A sad report from The Washington Post notes that Florida Governor Ron de Santis signed into law a bill that “removes most references to climate change in state law, bans offshore wind turbines in state waters and weakens regulations on natural gas pipelines.” The Governor said that the bill will “keep windmills off our beaches,” although there are no commercial wind resources offshore his state. This essentially means that Florida will no longer consider climate change as a priority in making energy policy decisions, “despite the threats it faces from powerful hurricanes, extreme heat and worsening toxic algae blooms.” Indeed, “90 percent of Floridians accept that climate change is happening and 69 percent support state action to address it.”

The public education that has occurred in Florida, despite the pathetic actions of its Republican leaders, is due to the leadership of others. Axios describes a video of NBC meteorologist Steve MacLaughlin from Channel 6 in Miami who called out the state’s lack of leadership on air, encouraging voters to understand that some candidates will take climate change seriously and others will not. This remarkable act is the product of years of work with TV meteorologists by Climate Matters. Anthropocene reports that, despite growing evidence that climate denial is fading as young voters replace older ones, there is still a recalcitrant minority committed to denying climate change, including representatives in Congress who are supported by the fossil-fuel industry.

- - - - - - -

## [What this exercise asks]
[1] In the passage on Florida's climate law, render this sentence into French: "The public education that has occurred in Florida, despite the pathetic actions of its Republican leaders, is due to the leadership of others."
[2] Take the passage on Florida's climate law further, continuing from its final sentence.

- - - - - - -

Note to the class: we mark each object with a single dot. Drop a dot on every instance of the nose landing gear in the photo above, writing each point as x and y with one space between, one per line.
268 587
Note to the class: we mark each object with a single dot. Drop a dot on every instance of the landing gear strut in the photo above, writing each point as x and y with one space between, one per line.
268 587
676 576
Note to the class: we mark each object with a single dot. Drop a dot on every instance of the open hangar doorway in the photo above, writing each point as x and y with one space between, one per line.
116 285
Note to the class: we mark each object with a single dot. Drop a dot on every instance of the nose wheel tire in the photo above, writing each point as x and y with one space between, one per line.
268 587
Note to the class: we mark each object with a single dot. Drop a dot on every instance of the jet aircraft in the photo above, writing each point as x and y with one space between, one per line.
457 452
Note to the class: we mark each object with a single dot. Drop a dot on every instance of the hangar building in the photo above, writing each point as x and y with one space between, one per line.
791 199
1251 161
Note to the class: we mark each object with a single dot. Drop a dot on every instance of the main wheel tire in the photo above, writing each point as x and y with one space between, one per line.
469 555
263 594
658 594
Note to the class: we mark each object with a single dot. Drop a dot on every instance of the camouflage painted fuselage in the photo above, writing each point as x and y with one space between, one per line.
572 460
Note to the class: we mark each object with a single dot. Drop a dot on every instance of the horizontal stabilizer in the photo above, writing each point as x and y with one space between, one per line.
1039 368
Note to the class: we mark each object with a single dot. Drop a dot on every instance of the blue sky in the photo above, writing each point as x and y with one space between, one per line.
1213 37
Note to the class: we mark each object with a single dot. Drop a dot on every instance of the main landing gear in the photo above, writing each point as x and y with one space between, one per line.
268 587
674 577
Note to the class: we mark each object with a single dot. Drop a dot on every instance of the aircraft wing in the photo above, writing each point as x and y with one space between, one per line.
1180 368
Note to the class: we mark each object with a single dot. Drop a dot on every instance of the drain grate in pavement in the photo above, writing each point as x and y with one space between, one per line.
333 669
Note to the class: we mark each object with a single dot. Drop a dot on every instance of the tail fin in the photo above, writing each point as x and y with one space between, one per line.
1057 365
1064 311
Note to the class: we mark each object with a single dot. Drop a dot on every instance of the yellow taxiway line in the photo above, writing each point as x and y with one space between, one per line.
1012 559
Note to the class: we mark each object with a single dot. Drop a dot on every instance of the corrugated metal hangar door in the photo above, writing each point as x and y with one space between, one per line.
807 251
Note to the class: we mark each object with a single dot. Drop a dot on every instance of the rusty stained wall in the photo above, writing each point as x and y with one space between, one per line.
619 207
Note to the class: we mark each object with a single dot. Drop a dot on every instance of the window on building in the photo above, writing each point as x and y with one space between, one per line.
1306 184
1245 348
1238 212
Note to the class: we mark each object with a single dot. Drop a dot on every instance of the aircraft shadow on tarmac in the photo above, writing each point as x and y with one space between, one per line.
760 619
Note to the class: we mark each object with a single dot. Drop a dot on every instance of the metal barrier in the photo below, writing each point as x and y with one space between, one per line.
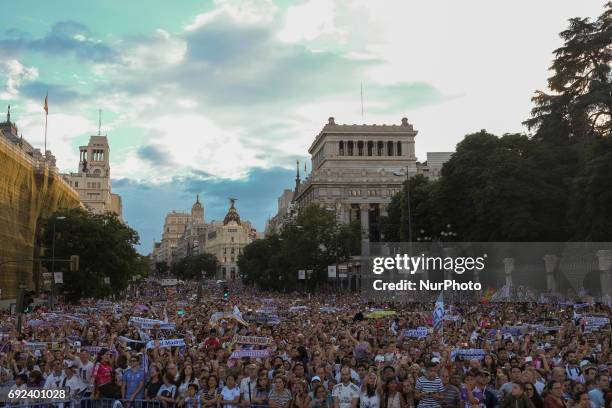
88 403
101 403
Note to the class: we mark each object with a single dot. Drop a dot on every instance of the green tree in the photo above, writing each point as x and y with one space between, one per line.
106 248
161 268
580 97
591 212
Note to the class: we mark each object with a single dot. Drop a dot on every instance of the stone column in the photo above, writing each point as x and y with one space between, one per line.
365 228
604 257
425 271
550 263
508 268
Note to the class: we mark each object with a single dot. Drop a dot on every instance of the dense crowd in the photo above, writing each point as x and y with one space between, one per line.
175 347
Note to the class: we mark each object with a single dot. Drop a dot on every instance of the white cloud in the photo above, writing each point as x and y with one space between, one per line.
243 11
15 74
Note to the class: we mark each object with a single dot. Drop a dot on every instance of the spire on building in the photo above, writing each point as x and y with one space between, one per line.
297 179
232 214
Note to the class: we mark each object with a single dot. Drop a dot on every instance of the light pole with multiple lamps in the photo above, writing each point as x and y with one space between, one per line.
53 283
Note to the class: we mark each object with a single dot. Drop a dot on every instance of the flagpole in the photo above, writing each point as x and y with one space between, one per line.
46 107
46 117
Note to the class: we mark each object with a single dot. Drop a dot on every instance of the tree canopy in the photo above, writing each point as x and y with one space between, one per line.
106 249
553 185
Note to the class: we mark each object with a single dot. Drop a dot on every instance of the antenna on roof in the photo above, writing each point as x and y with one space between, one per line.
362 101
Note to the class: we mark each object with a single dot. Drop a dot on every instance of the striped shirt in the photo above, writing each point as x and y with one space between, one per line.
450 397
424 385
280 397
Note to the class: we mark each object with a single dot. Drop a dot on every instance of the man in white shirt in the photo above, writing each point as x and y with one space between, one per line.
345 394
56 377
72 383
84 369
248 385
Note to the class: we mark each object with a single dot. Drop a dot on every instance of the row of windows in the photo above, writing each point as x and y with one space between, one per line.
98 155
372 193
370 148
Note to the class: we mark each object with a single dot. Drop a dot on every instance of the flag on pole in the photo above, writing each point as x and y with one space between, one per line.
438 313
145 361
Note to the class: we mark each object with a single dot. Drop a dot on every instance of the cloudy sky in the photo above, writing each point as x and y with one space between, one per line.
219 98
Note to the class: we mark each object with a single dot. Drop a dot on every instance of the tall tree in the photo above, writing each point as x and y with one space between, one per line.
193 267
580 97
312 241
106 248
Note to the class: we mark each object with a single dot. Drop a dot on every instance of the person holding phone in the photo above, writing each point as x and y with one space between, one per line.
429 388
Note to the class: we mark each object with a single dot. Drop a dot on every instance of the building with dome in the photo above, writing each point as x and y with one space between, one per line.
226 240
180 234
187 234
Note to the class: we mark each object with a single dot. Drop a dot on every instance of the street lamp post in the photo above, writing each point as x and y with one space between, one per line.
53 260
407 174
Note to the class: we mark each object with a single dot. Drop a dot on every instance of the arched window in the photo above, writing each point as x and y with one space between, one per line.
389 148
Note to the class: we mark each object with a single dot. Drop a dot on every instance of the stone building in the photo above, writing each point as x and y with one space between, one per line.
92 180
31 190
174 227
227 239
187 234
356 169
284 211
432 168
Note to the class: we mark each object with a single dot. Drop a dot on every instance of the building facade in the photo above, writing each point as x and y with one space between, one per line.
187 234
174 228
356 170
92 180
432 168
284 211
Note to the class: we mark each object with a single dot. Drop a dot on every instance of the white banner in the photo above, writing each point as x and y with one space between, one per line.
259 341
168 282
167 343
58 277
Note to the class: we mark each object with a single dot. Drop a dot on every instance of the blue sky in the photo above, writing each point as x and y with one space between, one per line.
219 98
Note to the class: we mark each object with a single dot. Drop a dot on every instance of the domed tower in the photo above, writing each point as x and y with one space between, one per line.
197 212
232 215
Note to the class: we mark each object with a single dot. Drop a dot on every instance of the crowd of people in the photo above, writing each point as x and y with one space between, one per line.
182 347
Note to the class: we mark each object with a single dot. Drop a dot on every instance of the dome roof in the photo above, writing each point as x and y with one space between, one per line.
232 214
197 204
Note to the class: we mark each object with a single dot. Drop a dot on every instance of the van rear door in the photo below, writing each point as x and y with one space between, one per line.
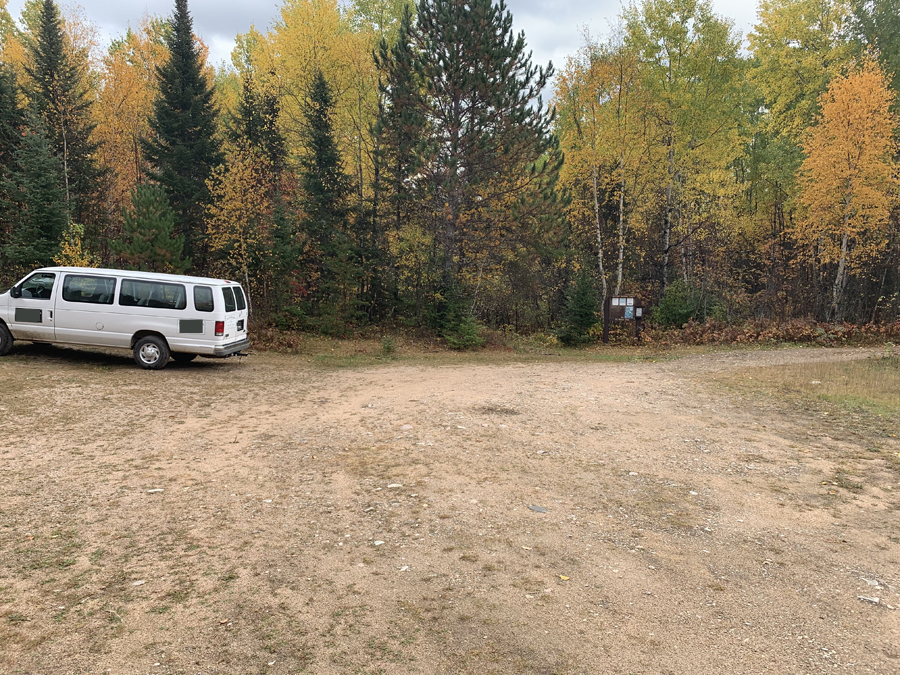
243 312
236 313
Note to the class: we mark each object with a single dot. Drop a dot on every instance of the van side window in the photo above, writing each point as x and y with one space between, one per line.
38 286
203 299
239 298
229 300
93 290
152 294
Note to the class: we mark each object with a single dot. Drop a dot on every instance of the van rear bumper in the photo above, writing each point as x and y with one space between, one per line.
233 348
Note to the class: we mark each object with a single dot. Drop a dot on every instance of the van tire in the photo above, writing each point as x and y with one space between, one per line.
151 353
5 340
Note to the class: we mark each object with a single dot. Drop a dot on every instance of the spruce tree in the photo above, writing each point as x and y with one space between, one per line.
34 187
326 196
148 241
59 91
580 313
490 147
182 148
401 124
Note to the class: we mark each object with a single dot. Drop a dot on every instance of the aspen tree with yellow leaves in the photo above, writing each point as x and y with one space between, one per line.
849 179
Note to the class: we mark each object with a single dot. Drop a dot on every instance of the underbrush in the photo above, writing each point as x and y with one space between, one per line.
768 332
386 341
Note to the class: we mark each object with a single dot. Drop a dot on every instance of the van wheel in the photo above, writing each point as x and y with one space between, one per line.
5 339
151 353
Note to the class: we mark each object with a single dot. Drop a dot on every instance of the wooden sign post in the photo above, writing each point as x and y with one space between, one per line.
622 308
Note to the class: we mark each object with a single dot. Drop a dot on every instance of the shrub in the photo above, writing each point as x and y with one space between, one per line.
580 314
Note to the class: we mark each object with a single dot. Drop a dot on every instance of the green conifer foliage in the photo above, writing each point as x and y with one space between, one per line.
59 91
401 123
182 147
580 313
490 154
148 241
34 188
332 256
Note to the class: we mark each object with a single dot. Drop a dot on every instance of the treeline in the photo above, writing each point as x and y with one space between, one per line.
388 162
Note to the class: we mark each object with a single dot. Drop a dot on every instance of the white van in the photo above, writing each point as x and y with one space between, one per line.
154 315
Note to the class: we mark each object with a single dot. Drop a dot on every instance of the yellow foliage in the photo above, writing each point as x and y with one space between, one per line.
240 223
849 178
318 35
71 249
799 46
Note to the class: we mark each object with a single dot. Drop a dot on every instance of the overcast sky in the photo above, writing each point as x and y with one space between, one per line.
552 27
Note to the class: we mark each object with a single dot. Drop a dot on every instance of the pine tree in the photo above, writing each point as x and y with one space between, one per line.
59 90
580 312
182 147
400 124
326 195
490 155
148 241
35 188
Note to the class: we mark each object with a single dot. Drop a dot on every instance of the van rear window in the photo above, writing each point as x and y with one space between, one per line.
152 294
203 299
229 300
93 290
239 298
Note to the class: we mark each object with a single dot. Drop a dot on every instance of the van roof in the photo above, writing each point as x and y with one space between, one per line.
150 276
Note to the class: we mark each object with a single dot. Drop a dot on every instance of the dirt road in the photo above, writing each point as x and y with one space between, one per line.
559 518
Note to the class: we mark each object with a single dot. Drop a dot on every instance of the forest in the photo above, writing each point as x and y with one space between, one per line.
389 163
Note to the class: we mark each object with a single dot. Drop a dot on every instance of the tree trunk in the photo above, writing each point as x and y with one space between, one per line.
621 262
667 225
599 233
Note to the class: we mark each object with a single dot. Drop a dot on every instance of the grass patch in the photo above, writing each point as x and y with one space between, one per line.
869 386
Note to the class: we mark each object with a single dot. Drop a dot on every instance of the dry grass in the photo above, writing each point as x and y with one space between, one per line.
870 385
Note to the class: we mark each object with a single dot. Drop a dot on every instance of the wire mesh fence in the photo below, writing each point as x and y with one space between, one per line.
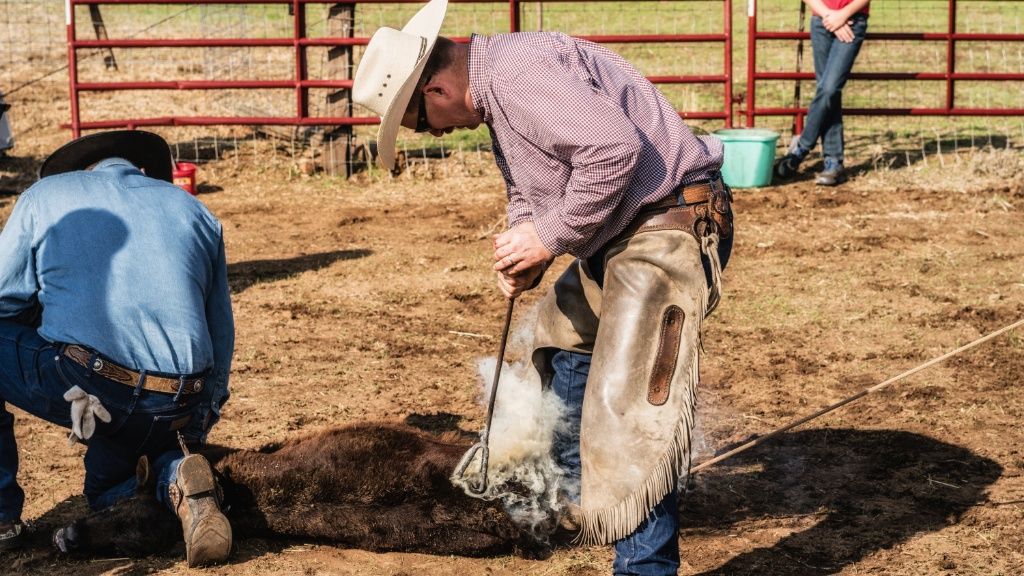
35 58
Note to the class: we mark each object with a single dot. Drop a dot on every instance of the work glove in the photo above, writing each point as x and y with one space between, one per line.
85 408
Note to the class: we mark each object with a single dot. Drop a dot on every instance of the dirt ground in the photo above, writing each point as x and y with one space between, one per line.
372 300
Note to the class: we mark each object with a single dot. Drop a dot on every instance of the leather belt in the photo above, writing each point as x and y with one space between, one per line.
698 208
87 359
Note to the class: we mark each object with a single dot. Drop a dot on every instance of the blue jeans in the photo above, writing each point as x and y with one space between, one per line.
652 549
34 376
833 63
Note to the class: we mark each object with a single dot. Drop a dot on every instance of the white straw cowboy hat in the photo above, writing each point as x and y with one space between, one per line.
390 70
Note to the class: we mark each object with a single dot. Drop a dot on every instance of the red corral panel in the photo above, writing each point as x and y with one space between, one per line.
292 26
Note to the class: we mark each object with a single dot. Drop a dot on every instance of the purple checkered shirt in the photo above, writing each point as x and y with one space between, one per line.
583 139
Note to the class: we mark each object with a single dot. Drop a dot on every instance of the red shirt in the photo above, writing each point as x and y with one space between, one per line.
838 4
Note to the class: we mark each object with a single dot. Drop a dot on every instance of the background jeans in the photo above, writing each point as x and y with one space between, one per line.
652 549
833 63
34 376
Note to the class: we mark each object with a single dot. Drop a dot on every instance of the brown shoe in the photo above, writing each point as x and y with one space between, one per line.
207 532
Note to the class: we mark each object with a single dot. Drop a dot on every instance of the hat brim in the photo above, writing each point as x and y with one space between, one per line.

- - - - - - -

## [Responses per task]
[1] L'éducation du public qui a eu lieu en Floride, malgré les actions pitoyables de ses dirigeants républicains, est due au leadership d'autres personnes.

[2]
Meanwhile, while de Santis conducts his culture-war preening for the media, climate change is threatening the public health of his constituents. Sea level rise is driving groundwater closer to the surface, and this is interfering with the function of septic tanks (used by 1.6 million Florida households). The Washington Post describes the fetid and dangerous conditions in low-lying areas that result, and points out that other coastal states are experiencing this as well. It has been clear for decades that sea level rise would cause this problem (as I noted in 2018 after my visit to Miami Beach). In recent years, municipalities have been trying to connect more homes to sewer systems, but the scale and cost of this effort is overwhelming municipal budgets. Florida previously took action to eliminate septic systems in the Florida Keys (Monroe County), and it cost more than $1 billion. The Guardian reports that rising sea level in Bangladesh is driving an increase in chronic kidney disease as people are forced to use saline water for domestic purposes.

Inside Climate News visits central Ohio, where a major solar array with battery storage was recently approved. This bucks the trend of rejecting such projects in the state, and the article focuses on a local Republican commissioner who lost his re-election bid due to his support for the project. Opponents are very concerned about the conversion of prime farm land to solar power. The new project is collaborating with Ohio State University to demonstrate “agrivoltaics,” where agricultural production is combined with the solar array. Peter Sinclair notes on his blog how renewable-energy development benefits farmers, contributes to agricultural conservation and supports the transition from fossil fuels. He notes that real-estate developers are often opponents of agrivoltaics, the revenue from which is keeping farms in business and preventing farmland from having to be sold.